**EXERCISE INPUT:**
* * * * * * *

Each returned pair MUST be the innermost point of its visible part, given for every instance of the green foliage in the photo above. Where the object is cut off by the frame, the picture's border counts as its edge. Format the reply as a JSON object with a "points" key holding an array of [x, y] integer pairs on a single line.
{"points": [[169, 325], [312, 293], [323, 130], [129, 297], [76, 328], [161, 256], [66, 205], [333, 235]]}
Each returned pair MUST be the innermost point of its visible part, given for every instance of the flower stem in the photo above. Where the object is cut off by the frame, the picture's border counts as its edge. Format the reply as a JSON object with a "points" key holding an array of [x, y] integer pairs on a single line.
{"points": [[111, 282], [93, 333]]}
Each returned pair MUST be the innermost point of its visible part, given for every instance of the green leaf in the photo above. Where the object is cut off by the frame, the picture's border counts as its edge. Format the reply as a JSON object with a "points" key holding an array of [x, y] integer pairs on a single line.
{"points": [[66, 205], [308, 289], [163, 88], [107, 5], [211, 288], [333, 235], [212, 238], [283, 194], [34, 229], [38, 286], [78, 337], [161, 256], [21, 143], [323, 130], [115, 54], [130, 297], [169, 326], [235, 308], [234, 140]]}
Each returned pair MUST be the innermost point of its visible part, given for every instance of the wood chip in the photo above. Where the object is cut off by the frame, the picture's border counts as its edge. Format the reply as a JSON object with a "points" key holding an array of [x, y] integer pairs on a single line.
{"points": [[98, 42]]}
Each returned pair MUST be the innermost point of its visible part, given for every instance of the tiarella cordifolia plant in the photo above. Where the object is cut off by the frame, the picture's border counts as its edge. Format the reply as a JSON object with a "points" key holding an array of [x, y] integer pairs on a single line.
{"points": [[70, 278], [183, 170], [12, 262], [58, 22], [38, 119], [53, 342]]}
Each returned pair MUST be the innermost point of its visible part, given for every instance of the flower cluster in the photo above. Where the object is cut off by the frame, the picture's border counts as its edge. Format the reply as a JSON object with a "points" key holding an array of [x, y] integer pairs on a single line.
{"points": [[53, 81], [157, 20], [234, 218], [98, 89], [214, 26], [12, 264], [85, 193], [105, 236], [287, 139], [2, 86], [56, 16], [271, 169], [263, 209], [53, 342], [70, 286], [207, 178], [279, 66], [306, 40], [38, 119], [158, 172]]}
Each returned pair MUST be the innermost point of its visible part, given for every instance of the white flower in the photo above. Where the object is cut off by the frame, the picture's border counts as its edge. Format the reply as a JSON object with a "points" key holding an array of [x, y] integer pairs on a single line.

* * * * * * *

**SHORT PROBLEM:** Rewrite all the items above as a numbered list, leaving out blank lines.

**REPLY:**
1. Each returned pair MUST be the innermost point of its visible part, given for every instance of the green foliage in the photo above. Where the object is cut off by the frame, the picture's border counts as its edge. Format the reply as a JSON object with a "points" key holding an array of [x, y] integer pairs on a single line.
2. {"points": [[169, 325], [312, 293], [323, 130], [129, 297], [76, 328], [161, 256], [66, 205], [333, 235]]}
3. Each returned pair MUST be the innermost point of its visible part, given for every instance of the flower stem in the photo above. Where the object is cut off by the frame, the picture's border counts as its edge. Format the reply as a JSON object with a "points" key holding an array of [x, y] integer pairs on a single line.
4. {"points": [[111, 282], [93, 333]]}
5. Each returned pair MUST be the innermost point of its visible part, given for every instance of the green leaf in the photo above. Where the object is cut off by the frame, the picture's border counts as its edge. Format the reply as a JSON object with a "points" key holding an array of [x, y] integer pairs on a single line.
6. {"points": [[66, 205], [308, 289], [163, 88], [107, 5], [211, 288], [333, 235], [212, 238], [283, 194], [34, 229], [38, 286], [78, 337], [161, 256], [21, 143], [323, 130], [115, 54], [130, 297], [169, 326], [235, 308], [234, 140]]}
7. Each returned pair MUST be the innermost point of its visible part, given for every instance of the wood chip in the photo above. Where the object is cut off by the frame, the picture's border counts as its edge. Format the reply as a JSON object with a "points" key holding an array of [x, y] integer pairs on a single line.
8. {"points": [[98, 42]]}
9. Each returned pair MUST be the innermost point of its visible part, given for every instance of the tiarella cordifolia plant in the photo above. Where the object is cut off by the frame, the picture's border counts as its edge. Format the reply as a JSON object with a "points" key holding an array of [x, y] integer pairs on a single line.
10. {"points": [[70, 278], [183, 170], [12, 262], [58, 22], [38, 119], [53, 342]]}
11. Each returned pair MUST be the innermost point of its visible part, given for every instance of the flower cluster in the photo above. Where the object is cut off by the frame, the picture's border counts as its edge. Format the reply as a JSON object with a "points" key holding an array of [x, y] integer pairs on a single line.
12. {"points": [[53, 81], [157, 20], [234, 218], [98, 89], [214, 26], [12, 264], [85, 193], [105, 236], [287, 139], [2, 86], [56, 16], [271, 169], [263, 209], [53, 342], [70, 286], [207, 178], [279, 66], [306, 40], [38, 119], [158, 172]]}
13. Each returned pair MUST be the innermost point of its visible part, given for every instance of the white flower in the photo above. Where the object is cut off by the frame, the picture's border counts as its edge. Format the reply as a JSON object with a "points" key holding an array of [x, y] integer pairs on a single line.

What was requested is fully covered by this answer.